Exercise instructions> Count the lines in the items below that contain the word "come". Reply with the number only.

Stored records
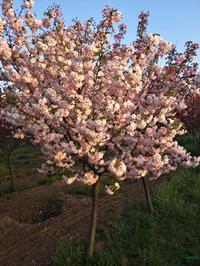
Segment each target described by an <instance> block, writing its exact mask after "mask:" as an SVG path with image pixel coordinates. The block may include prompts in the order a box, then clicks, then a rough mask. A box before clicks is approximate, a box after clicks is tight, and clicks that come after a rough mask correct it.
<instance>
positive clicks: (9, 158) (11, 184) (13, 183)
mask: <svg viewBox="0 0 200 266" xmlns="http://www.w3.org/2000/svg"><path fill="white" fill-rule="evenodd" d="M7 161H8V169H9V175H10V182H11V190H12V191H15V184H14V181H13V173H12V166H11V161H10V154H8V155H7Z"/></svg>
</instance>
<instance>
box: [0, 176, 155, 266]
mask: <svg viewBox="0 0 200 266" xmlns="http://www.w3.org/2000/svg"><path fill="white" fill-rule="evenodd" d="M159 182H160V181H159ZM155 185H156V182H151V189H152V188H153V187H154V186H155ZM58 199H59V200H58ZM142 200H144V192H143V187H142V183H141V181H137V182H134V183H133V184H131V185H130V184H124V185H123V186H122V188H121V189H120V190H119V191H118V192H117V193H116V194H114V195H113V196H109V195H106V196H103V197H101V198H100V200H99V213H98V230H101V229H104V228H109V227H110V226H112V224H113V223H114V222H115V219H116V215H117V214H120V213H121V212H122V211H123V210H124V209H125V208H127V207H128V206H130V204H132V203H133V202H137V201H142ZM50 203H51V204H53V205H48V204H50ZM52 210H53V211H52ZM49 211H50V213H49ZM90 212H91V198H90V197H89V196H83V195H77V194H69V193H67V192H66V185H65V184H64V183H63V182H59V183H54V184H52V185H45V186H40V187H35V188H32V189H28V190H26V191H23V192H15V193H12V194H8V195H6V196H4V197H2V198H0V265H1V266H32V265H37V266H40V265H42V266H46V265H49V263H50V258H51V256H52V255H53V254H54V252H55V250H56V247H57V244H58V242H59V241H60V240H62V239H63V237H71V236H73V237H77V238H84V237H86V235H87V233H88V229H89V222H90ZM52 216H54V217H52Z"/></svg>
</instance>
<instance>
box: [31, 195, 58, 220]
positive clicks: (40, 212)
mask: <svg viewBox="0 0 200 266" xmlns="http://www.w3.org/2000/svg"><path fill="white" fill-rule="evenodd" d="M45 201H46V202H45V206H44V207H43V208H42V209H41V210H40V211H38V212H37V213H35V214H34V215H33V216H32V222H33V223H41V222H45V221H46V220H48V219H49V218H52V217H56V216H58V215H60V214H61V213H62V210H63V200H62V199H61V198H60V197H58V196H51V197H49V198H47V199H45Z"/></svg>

--

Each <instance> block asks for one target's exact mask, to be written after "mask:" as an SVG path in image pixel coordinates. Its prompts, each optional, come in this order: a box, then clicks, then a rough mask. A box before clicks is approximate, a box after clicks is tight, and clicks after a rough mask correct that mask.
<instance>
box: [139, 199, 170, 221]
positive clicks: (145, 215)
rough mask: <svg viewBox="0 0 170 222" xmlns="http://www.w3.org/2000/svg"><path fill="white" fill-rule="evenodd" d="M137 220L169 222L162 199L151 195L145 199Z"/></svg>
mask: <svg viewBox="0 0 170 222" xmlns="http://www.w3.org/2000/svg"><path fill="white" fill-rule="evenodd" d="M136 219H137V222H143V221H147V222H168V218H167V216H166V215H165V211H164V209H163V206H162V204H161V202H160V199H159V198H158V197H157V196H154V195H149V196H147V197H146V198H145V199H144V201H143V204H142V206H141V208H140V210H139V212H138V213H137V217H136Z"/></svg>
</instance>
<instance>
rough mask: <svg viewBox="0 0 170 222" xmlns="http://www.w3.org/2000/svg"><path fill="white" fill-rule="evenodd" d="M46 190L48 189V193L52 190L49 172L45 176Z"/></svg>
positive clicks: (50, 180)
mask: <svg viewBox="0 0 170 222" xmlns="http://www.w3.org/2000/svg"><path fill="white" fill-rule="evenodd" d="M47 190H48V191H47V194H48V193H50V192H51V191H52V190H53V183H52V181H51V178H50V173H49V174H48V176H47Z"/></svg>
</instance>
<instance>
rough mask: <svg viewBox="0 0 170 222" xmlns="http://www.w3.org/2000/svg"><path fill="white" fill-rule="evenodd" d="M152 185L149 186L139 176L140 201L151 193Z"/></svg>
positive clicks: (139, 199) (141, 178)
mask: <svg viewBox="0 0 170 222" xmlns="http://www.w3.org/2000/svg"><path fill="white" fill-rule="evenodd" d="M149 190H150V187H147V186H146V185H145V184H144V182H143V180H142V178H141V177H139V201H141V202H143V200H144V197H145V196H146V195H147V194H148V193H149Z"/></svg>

--

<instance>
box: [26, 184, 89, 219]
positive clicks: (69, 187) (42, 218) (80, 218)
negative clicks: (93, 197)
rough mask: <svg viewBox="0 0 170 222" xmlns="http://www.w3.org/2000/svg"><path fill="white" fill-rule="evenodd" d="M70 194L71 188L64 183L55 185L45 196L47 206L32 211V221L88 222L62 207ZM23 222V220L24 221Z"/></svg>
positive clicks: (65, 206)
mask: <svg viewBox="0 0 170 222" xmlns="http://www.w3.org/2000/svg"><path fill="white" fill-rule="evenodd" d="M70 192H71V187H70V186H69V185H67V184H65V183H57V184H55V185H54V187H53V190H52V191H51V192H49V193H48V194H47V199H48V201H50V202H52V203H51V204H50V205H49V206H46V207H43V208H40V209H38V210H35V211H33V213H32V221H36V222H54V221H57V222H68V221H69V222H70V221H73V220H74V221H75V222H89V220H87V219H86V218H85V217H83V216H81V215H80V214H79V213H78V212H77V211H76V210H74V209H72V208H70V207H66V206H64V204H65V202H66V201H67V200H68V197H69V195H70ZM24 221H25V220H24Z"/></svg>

Task solution> 2